- Task brief: Within the listing, each line that has the string "below" should be copied.

- Material for this task:
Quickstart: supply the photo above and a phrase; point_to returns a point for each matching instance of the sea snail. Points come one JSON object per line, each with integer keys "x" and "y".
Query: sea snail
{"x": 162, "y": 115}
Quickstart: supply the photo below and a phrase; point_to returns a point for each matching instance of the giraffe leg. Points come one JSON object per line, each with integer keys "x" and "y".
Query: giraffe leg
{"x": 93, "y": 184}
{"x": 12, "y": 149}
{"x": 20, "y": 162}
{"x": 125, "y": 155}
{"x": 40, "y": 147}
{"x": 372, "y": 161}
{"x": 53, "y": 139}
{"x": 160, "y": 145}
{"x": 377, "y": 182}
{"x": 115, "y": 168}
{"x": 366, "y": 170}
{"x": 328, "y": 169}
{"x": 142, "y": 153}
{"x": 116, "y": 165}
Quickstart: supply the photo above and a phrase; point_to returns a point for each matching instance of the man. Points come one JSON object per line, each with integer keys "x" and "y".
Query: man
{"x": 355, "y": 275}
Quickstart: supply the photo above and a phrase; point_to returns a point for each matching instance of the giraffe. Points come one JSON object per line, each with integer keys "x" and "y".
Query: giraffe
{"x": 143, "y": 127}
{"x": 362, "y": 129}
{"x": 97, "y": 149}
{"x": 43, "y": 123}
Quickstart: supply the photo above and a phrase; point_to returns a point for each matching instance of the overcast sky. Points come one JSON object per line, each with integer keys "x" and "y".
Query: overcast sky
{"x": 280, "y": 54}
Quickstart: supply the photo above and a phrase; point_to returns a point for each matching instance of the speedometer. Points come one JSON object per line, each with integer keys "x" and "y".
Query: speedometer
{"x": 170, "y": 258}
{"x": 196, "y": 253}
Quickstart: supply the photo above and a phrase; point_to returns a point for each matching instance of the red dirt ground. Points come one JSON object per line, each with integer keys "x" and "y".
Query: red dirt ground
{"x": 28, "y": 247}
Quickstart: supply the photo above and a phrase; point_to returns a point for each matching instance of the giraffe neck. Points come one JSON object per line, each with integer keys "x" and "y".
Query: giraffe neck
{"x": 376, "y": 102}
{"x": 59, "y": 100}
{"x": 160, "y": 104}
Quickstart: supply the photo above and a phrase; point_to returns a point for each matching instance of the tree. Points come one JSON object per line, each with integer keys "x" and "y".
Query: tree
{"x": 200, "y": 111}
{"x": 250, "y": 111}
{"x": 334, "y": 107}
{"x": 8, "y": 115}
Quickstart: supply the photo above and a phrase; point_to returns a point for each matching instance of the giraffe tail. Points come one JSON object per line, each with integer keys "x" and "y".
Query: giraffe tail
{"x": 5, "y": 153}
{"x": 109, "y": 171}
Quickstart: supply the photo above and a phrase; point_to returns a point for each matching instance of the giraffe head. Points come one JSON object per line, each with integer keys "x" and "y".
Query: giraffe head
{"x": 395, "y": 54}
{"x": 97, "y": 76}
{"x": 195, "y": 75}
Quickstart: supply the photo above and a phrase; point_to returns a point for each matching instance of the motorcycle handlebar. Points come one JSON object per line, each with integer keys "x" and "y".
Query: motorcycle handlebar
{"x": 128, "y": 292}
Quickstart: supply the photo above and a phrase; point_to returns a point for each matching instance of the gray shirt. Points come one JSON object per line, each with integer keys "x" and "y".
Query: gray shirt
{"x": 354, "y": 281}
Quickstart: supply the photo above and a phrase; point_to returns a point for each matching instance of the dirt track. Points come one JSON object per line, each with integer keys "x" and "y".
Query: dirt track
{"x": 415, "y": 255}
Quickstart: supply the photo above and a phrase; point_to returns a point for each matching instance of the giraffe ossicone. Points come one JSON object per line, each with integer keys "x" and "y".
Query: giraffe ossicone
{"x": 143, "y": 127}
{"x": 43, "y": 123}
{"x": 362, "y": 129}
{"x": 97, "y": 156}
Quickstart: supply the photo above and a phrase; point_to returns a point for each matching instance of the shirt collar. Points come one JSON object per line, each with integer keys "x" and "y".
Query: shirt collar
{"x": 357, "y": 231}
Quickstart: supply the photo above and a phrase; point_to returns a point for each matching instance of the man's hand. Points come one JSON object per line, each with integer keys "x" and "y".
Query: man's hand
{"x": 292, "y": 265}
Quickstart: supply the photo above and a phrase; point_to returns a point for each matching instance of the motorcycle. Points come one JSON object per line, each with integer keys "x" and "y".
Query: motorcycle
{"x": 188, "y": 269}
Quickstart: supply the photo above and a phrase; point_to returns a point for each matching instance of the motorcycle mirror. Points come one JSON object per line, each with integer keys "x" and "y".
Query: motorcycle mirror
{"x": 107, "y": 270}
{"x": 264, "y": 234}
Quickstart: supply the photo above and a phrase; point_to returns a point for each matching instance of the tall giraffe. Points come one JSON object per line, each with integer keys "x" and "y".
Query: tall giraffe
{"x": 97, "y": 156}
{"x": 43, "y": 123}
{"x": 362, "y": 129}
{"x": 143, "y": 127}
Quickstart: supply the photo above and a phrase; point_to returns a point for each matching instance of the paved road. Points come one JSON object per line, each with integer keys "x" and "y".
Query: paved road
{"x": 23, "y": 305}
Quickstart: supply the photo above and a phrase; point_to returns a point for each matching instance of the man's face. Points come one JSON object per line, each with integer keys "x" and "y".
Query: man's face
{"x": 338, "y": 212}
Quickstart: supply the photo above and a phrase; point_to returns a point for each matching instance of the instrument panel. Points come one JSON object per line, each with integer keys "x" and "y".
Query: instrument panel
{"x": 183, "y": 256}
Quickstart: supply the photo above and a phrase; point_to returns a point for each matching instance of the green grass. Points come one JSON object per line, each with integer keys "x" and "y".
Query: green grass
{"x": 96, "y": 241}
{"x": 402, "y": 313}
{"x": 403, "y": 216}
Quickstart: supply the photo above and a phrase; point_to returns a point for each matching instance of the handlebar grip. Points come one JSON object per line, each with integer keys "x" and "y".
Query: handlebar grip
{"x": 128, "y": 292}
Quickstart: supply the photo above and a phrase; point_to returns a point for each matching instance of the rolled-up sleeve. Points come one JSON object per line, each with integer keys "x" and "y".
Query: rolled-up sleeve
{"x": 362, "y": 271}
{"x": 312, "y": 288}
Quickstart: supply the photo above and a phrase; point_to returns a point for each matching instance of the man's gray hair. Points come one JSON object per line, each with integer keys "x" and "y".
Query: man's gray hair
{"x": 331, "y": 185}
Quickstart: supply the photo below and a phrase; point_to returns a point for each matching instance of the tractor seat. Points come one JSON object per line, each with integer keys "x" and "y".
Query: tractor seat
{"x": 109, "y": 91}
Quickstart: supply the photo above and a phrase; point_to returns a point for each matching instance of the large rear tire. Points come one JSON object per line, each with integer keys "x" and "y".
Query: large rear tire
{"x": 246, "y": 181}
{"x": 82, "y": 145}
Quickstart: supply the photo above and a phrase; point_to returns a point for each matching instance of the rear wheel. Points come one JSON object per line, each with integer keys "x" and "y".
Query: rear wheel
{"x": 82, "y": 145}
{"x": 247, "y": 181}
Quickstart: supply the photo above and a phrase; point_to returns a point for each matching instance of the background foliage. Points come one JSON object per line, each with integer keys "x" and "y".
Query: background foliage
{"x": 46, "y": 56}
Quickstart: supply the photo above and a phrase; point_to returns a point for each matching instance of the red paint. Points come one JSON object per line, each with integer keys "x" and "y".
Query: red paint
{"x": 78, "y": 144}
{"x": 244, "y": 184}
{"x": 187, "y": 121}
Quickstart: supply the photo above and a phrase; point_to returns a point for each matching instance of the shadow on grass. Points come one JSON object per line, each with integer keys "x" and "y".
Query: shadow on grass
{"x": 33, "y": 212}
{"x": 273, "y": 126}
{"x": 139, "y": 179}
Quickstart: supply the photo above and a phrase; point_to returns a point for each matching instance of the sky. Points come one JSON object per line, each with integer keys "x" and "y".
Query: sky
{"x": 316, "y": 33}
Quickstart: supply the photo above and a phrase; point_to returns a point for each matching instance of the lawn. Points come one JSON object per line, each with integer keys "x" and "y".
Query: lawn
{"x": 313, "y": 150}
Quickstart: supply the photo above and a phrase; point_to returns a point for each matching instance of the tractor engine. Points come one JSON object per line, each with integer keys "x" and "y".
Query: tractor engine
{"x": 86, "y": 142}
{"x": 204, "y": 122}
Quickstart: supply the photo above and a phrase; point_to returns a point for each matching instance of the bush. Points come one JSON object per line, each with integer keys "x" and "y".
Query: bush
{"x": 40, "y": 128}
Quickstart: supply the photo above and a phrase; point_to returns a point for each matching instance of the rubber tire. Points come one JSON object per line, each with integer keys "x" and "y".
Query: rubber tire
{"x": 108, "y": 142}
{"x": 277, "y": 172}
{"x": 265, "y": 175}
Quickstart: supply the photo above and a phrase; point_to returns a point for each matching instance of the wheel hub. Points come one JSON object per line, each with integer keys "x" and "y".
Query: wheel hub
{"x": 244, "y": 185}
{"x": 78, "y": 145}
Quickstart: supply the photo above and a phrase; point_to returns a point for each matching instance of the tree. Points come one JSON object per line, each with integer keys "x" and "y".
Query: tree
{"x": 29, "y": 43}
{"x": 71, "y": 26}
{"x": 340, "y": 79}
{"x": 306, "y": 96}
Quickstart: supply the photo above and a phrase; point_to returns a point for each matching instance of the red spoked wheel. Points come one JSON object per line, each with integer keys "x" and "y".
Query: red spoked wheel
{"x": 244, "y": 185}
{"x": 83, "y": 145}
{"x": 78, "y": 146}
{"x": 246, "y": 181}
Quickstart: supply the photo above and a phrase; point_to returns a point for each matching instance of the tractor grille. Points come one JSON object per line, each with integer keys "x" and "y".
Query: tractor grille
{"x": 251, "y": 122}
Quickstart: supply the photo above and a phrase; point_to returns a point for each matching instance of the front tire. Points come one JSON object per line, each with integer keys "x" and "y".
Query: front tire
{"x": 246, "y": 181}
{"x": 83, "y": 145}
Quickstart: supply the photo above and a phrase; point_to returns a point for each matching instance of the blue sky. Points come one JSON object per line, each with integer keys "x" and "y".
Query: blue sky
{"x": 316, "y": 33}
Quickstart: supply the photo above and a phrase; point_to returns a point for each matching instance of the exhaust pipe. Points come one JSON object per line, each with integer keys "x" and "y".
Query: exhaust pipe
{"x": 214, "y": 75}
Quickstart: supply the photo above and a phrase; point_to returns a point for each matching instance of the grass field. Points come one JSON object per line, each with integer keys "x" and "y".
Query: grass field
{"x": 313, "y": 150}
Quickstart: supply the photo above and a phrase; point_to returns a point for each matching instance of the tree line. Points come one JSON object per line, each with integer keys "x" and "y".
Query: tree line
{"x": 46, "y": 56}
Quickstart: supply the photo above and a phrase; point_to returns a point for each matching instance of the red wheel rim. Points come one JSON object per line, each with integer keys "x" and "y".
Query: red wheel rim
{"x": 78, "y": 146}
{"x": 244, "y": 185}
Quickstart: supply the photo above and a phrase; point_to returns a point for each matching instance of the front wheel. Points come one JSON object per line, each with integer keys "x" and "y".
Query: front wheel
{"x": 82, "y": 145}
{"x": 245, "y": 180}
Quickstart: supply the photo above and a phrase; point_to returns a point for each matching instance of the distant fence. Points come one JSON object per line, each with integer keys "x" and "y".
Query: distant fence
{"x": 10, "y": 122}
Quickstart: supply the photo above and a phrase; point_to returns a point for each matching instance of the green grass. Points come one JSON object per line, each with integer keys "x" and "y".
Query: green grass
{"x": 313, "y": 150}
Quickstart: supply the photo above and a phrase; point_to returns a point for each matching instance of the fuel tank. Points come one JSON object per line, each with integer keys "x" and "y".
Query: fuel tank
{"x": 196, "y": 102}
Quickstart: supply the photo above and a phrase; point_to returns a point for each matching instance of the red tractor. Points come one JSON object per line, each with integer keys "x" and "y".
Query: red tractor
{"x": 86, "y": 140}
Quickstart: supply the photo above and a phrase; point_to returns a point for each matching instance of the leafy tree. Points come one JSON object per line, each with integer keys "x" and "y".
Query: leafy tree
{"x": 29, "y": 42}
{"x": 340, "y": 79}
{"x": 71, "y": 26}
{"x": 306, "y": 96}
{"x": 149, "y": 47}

- Task answer:
Quickstart: supply the photo below and a phrase; point_to returns a point for each matching instance of the giraffe leg. Points come one JSON object per line, each with integer keys "x" and "y".
Quickstart: supply the photo below and a phrase; point_to returns a point for each matching instance of the tractor seat. Points come one JSON object per line, each with integer keys "x" and "y".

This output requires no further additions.